AIM OF THE TASK —
Copy every entry below, replacing each occurrence of "detection" with "match" and keeping all other text unchanged.
--- start ---
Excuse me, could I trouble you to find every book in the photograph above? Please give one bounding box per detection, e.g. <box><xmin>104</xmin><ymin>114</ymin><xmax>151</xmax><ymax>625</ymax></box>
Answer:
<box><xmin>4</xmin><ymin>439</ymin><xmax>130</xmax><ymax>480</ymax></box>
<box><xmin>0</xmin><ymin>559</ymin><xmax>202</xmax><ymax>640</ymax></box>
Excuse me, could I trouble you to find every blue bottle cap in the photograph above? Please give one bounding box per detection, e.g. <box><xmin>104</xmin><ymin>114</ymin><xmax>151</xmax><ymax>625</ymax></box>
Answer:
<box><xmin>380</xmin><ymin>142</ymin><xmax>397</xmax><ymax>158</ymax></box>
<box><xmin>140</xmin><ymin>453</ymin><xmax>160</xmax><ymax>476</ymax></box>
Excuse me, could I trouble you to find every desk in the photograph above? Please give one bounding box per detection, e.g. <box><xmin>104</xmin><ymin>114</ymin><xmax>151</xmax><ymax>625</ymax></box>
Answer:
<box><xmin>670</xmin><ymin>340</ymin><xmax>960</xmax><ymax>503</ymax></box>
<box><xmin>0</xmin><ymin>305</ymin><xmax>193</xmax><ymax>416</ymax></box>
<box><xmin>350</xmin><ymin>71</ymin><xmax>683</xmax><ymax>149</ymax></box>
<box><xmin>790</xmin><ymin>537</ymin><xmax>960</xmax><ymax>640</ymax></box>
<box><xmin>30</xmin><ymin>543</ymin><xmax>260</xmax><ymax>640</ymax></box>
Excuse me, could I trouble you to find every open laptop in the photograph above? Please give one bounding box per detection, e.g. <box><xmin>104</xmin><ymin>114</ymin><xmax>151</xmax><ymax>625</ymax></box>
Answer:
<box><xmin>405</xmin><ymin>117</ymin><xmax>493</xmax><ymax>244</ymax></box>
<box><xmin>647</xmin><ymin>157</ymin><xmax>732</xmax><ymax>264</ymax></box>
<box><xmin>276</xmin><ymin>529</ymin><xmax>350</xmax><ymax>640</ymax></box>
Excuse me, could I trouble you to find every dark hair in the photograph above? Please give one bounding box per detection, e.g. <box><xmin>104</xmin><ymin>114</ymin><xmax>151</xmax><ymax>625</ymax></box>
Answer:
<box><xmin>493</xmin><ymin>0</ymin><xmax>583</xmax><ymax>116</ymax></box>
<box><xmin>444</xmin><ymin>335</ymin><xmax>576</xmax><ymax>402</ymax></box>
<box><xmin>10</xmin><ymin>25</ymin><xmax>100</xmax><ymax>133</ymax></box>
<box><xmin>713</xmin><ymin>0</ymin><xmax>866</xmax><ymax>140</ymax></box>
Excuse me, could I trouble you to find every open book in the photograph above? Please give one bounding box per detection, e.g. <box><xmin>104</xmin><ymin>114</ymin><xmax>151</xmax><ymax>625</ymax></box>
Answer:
--- end ---
RESULT —
Excuse me, could I trouble you to find every book in the photograph above? Please give one bounding box per match, e.g. <box><xmin>104</xmin><ymin>114</ymin><xmax>151</xmax><ymax>625</ymax></box>
Answer:
<box><xmin>4</xmin><ymin>439</ymin><xmax>130</xmax><ymax>480</ymax></box>
<box><xmin>0</xmin><ymin>559</ymin><xmax>202</xmax><ymax>640</ymax></box>
Excuse me, could I trouble you to find every blue bottle cap in the photograph above? Please give one bounding box per match, e.g. <box><xmin>104</xmin><ymin>114</ymin><xmax>151</xmax><ymax>625</ymax></box>
Answer:
<box><xmin>380</xmin><ymin>142</ymin><xmax>397</xmax><ymax>158</ymax></box>
<box><xmin>140</xmin><ymin>453</ymin><xmax>160</xmax><ymax>476</ymax></box>
Excuse me, could I trouble you to find every desk in the photograph above? Please give one bounding box per match, e.g. <box><xmin>104</xmin><ymin>114</ymin><xmax>151</xmax><ymax>625</ymax></box>
Answer:
<box><xmin>670</xmin><ymin>340</ymin><xmax>960</xmax><ymax>503</ymax></box>
<box><xmin>0</xmin><ymin>305</ymin><xmax>193</xmax><ymax>416</ymax></box>
<box><xmin>350</xmin><ymin>71</ymin><xmax>683</xmax><ymax>149</ymax></box>
<box><xmin>790</xmin><ymin>537</ymin><xmax>960</xmax><ymax>640</ymax></box>
<box><xmin>30</xmin><ymin>543</ymin><xmax>260</xmax><ymax>640</ymax></box>
Excuse me, could I trouble you to find every open laptop in the photograph above? Please give one bounding box per match, e.g. <box><xmin>104</xmin><ymin>114</ymin><xmax>151</xmax><ymax>625</ymax></box>
Answer:
<box><xmin>405</xmin><ymin>117</ymin><xmax>493</xmax><ymax>244</ymax></box>
<box><xmin>647</xmin><ymin>157</ymin><xmax>732</xmax><ymax>264</ymax></box>
<box><xmin>276</xmin><ymin>529</ymin><xmax>350</xmax><ymax>640</ymax></box>
Excuse me, could I trouble you to find every dark hair in the photograph above? Please give one bounding box per match, e.g. <box><xmin>104</xmin><ymin>114</ymin><xmax>151</xmax><ymax>625</ymax></box>
Answer:
<box><xmin>493</xmin><ymin>0</ymin><xmax>583</xmax><ymax>116</ymax></box>
<box><xmin>444</xmin><ymin>335</ymin><xmax>576</xmax><ymax>402</ymax></box>
<box><xmin>10</xmin><ymin>25</ymin><xmax>100</xmax><ymax>133</ymax></box>
<box><xmin>713</xmin><ymin>0</ymin><xmax>866</xmax><ymax>140</ymax></box>
Excuse me, could I trouble you to find every open book in the photograph above? Please give one bounding box per match, e.g. <box><xmin>104</xmin><ymin>114</ymin><xmax>151</xmax><ymax>625</ymax></box>
Answer:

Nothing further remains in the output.